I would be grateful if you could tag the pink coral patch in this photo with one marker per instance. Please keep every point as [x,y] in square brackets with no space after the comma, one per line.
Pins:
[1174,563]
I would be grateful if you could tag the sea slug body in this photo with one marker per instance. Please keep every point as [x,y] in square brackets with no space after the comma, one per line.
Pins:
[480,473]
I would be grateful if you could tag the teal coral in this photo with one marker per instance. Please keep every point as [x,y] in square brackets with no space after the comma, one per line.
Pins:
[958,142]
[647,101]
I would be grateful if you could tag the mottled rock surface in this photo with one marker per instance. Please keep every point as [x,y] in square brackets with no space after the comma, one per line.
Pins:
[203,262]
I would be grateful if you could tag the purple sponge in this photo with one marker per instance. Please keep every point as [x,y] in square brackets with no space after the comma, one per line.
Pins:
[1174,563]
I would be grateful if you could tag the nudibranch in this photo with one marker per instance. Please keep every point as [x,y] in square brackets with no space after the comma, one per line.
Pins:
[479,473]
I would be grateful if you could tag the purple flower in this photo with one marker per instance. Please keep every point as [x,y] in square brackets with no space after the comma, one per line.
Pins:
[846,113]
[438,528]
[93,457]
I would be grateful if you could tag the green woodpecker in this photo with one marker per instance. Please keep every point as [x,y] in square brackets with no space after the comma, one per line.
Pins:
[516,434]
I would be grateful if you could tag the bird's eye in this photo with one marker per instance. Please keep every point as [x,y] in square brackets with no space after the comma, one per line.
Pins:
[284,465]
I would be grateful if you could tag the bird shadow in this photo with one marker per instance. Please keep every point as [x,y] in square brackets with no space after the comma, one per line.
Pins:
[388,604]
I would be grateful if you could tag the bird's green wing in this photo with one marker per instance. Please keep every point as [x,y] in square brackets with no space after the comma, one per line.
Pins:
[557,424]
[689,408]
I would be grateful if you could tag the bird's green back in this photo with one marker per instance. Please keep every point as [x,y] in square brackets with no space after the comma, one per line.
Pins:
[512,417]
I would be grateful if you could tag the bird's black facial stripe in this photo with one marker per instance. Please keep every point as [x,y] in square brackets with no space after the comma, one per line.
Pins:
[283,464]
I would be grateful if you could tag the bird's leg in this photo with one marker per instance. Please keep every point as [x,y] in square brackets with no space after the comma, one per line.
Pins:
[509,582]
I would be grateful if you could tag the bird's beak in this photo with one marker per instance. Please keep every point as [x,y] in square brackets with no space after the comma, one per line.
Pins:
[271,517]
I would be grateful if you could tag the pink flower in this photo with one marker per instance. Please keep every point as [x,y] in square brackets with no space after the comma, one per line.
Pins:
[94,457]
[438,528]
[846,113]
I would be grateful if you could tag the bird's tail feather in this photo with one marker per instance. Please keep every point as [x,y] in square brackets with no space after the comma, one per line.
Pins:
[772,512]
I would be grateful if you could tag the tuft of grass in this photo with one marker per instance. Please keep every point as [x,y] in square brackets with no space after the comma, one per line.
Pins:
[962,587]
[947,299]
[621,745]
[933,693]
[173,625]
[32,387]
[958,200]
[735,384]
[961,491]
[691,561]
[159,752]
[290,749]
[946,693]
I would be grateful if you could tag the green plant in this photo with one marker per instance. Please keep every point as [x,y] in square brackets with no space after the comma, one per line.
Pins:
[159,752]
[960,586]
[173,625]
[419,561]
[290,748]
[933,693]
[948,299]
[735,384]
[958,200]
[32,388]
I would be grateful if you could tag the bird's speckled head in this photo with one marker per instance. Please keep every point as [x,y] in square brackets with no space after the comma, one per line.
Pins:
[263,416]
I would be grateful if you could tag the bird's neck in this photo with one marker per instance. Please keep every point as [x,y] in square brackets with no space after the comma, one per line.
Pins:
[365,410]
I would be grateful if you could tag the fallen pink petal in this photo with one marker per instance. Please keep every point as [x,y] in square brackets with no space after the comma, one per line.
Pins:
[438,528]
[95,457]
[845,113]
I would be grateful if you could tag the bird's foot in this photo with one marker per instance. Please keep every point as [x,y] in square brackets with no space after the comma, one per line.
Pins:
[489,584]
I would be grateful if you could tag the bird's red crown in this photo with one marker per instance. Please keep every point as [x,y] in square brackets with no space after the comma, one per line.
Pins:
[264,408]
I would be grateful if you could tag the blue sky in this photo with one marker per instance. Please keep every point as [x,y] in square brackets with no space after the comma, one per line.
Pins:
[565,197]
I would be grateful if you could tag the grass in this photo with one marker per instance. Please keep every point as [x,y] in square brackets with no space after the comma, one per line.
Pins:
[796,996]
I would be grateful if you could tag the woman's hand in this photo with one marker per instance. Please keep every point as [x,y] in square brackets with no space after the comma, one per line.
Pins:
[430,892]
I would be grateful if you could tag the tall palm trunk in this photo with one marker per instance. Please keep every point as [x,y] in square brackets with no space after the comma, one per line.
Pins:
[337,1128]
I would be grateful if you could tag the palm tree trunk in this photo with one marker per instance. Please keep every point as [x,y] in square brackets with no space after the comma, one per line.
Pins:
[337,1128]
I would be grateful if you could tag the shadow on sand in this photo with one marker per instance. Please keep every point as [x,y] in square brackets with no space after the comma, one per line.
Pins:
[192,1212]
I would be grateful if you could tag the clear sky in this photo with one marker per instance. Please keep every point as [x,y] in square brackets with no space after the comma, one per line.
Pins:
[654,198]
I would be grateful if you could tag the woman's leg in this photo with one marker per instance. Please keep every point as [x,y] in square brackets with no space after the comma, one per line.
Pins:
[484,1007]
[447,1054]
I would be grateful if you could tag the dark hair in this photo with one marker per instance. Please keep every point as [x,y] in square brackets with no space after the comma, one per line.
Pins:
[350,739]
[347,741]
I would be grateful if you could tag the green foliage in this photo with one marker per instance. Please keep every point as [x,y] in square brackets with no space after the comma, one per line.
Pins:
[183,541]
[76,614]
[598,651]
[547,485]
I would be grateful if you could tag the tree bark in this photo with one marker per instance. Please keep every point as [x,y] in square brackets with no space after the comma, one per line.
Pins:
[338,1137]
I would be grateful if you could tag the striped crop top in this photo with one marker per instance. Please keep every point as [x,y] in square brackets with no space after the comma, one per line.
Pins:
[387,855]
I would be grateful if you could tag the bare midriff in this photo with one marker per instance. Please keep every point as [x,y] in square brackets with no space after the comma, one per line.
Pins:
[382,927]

▬▬▬▬▬▬

● **Task prompt**
Produce an exact copy of the entries above.

● **Answer below**
I would be grateful if you could tag the pink coral patch in this photo with one marker per instance. Please keep every point as [x,y] in square brackets with no space after the comma, one per line.
Pins:
[1174,563]
I would be grateful if you could tag the sea slug body in this photo with one marker per instance. Please keep every point as [x,y] in square brackets with no space after the comma, one per line.
Pins:
[480,473]
I would be grateful if you could tag the teal coral in this photo with one marker per instance. Please keep every point as [x,y] in square brackets with no space after the comma, one per line.
Pins:
[958,142]
[647,101]
I would be grateful if you could tag the mottled rock surface in this photo with one marker per instance. Please keep every point as [x,y] in square brackets with no space after the comma, one per line.
Pins:
[203,262]
I would be grateful if you could tag the purple sponge in this photo with one marker per instance. Please keep every point as [x,y] in square brackets with no space after the comma, one per line.
Pins:
[1174,563]
I would be grateful if you could tag the nudibranch in this photo with one marker per instance. Please keep every point as [x,y] in square brackets with no space after the comma, one per line.
Pins:
[479,473]
I would be grateful if you could tag the purple flower in this photo with one marker per instance. Please keep every point as [x,y] in square brackets with no space after the comma, one per line.
Pins:
[846,113]
[438,528]
[93,457]
I would be grateful if you could tag the green woodpecker in this photo with one marker per instance. Please keep every point as [x,y] in square brackets with no space after the comma, one per line.
Pins:
[516,434]
I would be grateful if you could tag the bird's eye in this photo with one marker per instance. Please keep every point as [x,y] in square brackets with no space after the comma, one per line.
Pins:
[284,465]
I would be grateful if you could tag the bird shadow in this photo with one marker per instance. Please keep every point as [x,y] in square brackets with no space after the comma, one per line.
Pins:
[388,604]
I would be grateful if you could tag the bird's green wing in this photo with one marker per instance. Please keep every point as [x,y] in square brackets with no space after the comma, one per line.
Pins:
[557,424]
[689,408]
I would be grateful if you could tag the bird's green back in this photo with one marker per instance. Please keep every point as [x,y] in square brackets with no space after the comma, one per line.
Pins:
[512,417]
I would be grateful if you could tag the bird's black facial stripe in this photo with one marker per instance. Please keep every point as [x,y] in square brackets with no space after the comma, one per line.
Pins:
[283,464]
I would be grateful if you could tag the bird's leg in this photo with one marker per instance. Please keep every point as [x,y] in square brackets with no space after the comma, one per line.
Pins:
[509,582]
I would be grateful if you could tag the bird's beak in this photo with one marker per instance. Please keep every point as [x,y] in square brackets with no space after the comma, one per line.
Pins:
[271,517]
I would be grateful if you could tag the pink flower in this photo with one marker per instance. Please keep every point as [x,y] in square brackets with no space after the comma, one per line.
Pins:
[94,457]
[438,528]
[846,113]
I would be grateful if you could tag the bird's tail feather in this photo with one marker per instance. Please keep every point as [x,y] in square brackets with no space after the comma, one per line.
Pins:
[772,512]
I would be grateful if you could tag the tuft of grass in this photo with one marker per instance. Please keep every point as [x,y] in square brackets with no space after the comma, one per line.
Pins:
[962,587]
[947,299]
[621,745]
[933,693]
[173,625]
[32,387]
[958,200]
[735,384]
[961,491]
[691,561]
[159,752]
[290,749]
[946,693]
I would be grateful if you could tag the green plant in this photo with one marker per instance. Please keep every point as [x,y] in square brackets with no space after the comma, one per line.
Pins:
[159,752]
[960,586]
[173,625]
[419,561]
[290,748]
[933,693]
[948,299]
[735,384]
[958,200]
[32,388]
I would be grateful if you could tag the bird's speckled head in this photo with one marker per instance. Please keep every point as [x,y] in square brackets with no space after the comma, one per line.
Pins:
[263,416]
I would be grateful if you could tag the bird's neck in this photo with one marker per instance. Please keep every point as [x,y] in square brackets with no space after the comma, one per line.
Pins:
[365,410]
I would be grateful if you could tag the fallen pink petal in this photo with one marker per instance. Please keep every point as [x,y] in square brackets with no space after the comma, one per line.
Pins:
[438,528]
[95,457]
[845,113]
I would be grateful if you could tag the bird's foot in this photo with one marker per instance. Please keep every point as [x,y] in square brackets with no space after the comma, one per line.
Pins:
[489,584]
I would be grateful if you could tag the bird's red crown in this photo with one marker per instance. Please keep every point as [x,y] in square brackets with no space after the comma, one per line.
Pins:
[264,408]
I would be grateful if you could tag the blue sky in this photo with one marker per instance. Please keep every point as [x,y] in square brackets with no space after the comma, one per line.
Pins:
[565,197]
I would be grateful if you could tag the grass in this photo with one marker per instance. Please keep every point as [x,y] in square brackets with no space after the comma, one per line.
Pins:
[796,996]
I would be grateful if you could tag the woman's hand in this photo with one marker per instance. Please keep every point as [x,y] in square brackets with no space after the comma, one per line.
Pins:
[430,892]
I would be grateful if you could tag the tall palm trunk in this photo with one marker per instance. Please keep every point as [x,y] in square brackets with no space after the comma, one per line.
Pins:
[337,1128]
I would be grateful if you could tag the palm tree trunk in this photo with one marker per instance. Please keep every point as [x,y] in square brackets with no space after the comma, one per line.
Pins:
[337,1128]
I would be grateful if you could tag the shadow on sand in this photo with one marker per instance. Please keep every point as [x,y] in square brackets with no space after the comma, one per line.
Pins:
[192,1212]
I would be grateful if you could tag the clear sky in this photo with one marker per instance. Please keep every point as [x,y] in square brackets with no space after the comma, one per line.
Pins:
[654,198]
I would be grateful if you could tag the woman's leg in this photo with one marker per instance. Please keep every point as [x,y] in square brackets with no space after the comma, one per line.
Pins:
[484,1007]
[447,1054]
I would be grateful if you could tag the dark hair in this photo with one marker per instance. Please keep every point as [x,y] in square brackets with no space after the comma, one per line.
Pins:
[350,739]
[347,741]
I would be grateful if you could tag the green foliage in this photo with one marker per instance. Please keep every point as [x,y] in square brackets with no space after the comma, one per line.
Pins:
[183,541]
[76,614]
[598,651]
[547,485]
I would be grateful if you could tag the tree bark in this photo with one marker per instance. Please keep every point as [x,y] in square brackets with no space after the comma, one per line.
Pins:
[338,1137]
I would be grateful if you could tag the striped crop top in this photo with one marker per instance. Please keep every point as [x,y] in square brackets with no space after the comma, one per line.
Pins:
[387,855]
I would be grateful if you could tag the bare midriff in this photo with one marker per instance. Please keep every point as [x,y] in square brackets with no space after the comma, one per line.
Pins:
[382,927]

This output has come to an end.